Written request | Translate this sentence from the music review below into Spanish: "It's a sound one can lose oneself in without trying."

Document excerpt |
-----

Thirty-somethings are constantly releasing music that deals with their mid-life crises, and most of them are very concerned with presenting the impression that despite the constant feeling of loss and impending mortality… they GOT this. With a wink and a nudge, they tell us, "this would bother a less clever person than me".  That will never work again, now that David Peters has pulled back the curtain on what that period really feels like, pulling no punches, waxing only slightly poetic; instead opting to bluntly spell out what's up: he's getting older; he's reminiscing about the youth that only recently seemed like it was still happening; he's wondering if he'll be alone for long; he's missing people in his life who already seemed to have moved on; he's wondering what happens now that everything he predicted has turned out differently…

…and in my life, I've never met anyone who, speaking honestly, doesn't identify with ALL of this.

The soundscapes are as majestic as anything Peters has ever offered (and for those who don't know, that is *quite* majestic) -- lush strings, brass choirs, bells, and organs complement Peters' layers of smooth, breathy vocals, underpinned by rattling snare ostinatos and his ever-present, hypnotic, glassy acoustic guitar strumming. It's a sound one can lose oneself in without trying.

-----

Dataset content |
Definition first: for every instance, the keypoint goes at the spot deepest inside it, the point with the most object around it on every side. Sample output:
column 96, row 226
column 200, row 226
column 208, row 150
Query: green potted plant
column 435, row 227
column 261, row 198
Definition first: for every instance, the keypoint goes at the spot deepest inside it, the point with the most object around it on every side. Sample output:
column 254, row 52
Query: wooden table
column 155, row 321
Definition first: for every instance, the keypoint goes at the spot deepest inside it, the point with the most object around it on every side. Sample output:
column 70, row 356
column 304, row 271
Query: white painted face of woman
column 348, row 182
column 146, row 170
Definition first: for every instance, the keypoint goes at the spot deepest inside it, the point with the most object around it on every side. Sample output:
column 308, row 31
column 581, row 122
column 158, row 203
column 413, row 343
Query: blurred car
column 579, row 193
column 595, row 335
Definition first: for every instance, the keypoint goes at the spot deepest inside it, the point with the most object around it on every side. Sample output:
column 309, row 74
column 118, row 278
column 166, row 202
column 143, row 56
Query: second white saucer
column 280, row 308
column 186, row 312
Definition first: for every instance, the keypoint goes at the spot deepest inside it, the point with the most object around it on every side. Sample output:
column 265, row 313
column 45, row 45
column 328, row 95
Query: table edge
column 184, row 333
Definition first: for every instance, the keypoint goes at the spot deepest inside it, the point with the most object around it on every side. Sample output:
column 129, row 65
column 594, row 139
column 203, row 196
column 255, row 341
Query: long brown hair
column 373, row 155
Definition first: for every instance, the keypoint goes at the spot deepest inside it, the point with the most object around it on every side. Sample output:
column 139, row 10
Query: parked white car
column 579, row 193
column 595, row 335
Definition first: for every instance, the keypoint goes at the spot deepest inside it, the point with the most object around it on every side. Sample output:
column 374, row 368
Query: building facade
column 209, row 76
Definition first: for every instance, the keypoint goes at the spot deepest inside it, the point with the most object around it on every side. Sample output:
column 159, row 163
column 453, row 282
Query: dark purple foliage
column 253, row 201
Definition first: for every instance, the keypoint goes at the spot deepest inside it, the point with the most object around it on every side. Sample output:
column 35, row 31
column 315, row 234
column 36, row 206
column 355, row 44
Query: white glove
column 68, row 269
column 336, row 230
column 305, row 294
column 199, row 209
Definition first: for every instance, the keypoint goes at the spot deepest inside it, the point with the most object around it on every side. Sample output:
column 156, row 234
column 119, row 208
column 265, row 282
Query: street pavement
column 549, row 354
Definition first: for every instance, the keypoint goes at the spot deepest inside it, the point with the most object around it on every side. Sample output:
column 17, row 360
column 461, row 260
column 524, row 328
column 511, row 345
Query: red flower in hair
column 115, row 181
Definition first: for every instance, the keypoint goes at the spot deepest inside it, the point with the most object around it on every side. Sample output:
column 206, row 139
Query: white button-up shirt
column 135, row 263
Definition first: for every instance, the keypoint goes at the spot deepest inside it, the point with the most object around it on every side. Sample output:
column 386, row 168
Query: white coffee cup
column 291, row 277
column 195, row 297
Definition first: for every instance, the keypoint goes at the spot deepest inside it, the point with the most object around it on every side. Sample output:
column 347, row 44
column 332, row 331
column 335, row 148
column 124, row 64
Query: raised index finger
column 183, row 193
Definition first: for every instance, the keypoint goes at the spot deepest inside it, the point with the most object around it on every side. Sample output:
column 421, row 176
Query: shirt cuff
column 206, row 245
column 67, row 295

-----

Worked answer | Es un sonido en el que uno puede perderse sin intentarlo.